[begin Document excerpt]

#1
This one isn't finished. It's not emo or anything... Right now, I'm just playing it on acoustic guitar, but I may put it to electric guitar later.. Tell me wacha think...

(Verse 1)
The stained glass
The crowded aisles
The black book
The fake smiles
The man in black
He speaks to me
He says not how things are
But how they should be

I?ve read that book
It?s all I know
I?ve been a part
Of the show
Is this a mistake?
Have I been lead astray?
Why should I listen
To what the man in black has to say?

(Chorus)
Somebody forgive this heretic
Am I such an apostate?
Show me truth in all of it
Before you excommunicate

(Verse 2)
My tortured soul
This dilemma here
What if I abandon
What I once held dear?
The man in black
The words he speaks
Of a standard so high
It can?t be reached

(Bridge)
Here I am with my tear stained eyes
I take off my bright disguise
Revealing the monster from within
I smell the stench of my own sin
The people gasp at what lies
Behind my convincing disguise
#2
Quote by howcoolisthat?
This one isn't finished. It's not emo or anything... Right now, I'm just playing it on acoustic guitar, but I may put it to electric guitar later.. Tell me wacha think...

(Verse 1)
The stained glass
The crowded aisles
The black book
The fake smiles
The man in black
He speaks to me
He says not how things are
But how they should be

Maybe more detail on the environment to place the reader in the position its really rather bland, and i hope the... intensity? increases


I?ve read that book
It?s all I know
I?ve been a part
Of the show
Is this a mistake?
Have I been lead astray?
Why should I listen
To what the man in black has to say?

Once again bland more descriptive terms would suffice. Obviously questioning once selfs religious orientations i personally odnt like "ive been a part of the show" though the rest is alright.

(Chorus)
Somebody forgive this heretic
Am I such an apostate?

[end Document excerpt]

## Task a
Please copy the song lyrics post word for word, between "Here I am with" and "Quote by howcoolisthat?", inclusive.

[begin Data shown]

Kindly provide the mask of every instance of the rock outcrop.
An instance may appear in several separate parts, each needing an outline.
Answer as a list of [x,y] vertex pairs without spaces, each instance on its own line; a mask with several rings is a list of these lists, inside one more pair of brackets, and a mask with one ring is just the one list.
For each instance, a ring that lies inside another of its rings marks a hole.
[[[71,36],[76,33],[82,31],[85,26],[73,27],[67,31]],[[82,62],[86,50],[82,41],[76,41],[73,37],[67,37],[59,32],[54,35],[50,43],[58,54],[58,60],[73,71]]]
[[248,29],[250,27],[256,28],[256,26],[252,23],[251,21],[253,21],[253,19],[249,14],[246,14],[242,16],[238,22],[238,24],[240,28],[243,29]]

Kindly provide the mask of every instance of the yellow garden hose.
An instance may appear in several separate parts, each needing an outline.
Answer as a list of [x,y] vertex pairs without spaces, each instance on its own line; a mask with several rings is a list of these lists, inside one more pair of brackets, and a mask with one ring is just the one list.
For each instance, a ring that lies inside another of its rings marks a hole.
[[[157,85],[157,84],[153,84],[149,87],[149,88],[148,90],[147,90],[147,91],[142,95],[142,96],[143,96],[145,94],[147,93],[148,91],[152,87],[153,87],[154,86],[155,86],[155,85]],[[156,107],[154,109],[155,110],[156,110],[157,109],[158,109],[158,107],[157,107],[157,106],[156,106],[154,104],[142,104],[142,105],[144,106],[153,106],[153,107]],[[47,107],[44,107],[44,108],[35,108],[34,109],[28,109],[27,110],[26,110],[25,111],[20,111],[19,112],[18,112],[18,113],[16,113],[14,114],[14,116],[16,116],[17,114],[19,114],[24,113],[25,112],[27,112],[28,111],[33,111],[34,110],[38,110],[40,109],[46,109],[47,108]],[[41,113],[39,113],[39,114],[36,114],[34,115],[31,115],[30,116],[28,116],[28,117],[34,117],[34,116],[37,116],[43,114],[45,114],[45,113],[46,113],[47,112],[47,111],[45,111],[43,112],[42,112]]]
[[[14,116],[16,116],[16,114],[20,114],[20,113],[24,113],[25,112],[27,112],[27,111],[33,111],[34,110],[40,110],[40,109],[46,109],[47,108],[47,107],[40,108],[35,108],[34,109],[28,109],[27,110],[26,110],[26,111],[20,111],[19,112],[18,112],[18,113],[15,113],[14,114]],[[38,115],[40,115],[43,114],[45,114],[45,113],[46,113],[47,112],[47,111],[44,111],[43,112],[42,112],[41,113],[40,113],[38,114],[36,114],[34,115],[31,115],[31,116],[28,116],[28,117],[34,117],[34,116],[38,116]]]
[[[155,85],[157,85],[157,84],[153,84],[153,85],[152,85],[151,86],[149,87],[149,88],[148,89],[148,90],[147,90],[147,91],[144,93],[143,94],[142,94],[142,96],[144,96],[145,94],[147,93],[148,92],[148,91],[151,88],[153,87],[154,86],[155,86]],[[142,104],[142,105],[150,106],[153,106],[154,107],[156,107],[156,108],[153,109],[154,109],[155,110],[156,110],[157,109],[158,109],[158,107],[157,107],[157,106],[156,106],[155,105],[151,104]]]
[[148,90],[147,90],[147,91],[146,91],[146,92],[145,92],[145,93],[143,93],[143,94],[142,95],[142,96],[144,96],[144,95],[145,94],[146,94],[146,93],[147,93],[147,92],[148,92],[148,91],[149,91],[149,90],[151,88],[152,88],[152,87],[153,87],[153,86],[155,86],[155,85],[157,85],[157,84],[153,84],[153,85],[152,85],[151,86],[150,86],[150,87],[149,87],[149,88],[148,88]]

[end Data shown]

## Task b
Identify every line in the rows that contains the string "mask", with case counting, and copy each of those lines out in full.

## Complete answer a
Here I am with my tear stained eyes
I take off my bright disguise
Revealing the monster from within
I smell the stench of my own sin
The people gasp at what lies
Behind my convincing disguise
#2
Quote by howcoolisthat?

## Complete answer b
Kindly provide the mask of every instance of the rock outcrop.
Answer as a list of [x,y] vertex pairs without spaces, each instance on its own line; a mask with several rings is a list of these lists, inside one more pair of brackets, and a mask with one ring is just the one list.
Kindly provide the mask of every instance of the yellow garden hose.
Answer as a list of [x,y] vertex pairs without spaces, each instance on its own line; a mask with several rings is a list of these lists, inside one more pair of brackets, and a mask with one ring is just the one list.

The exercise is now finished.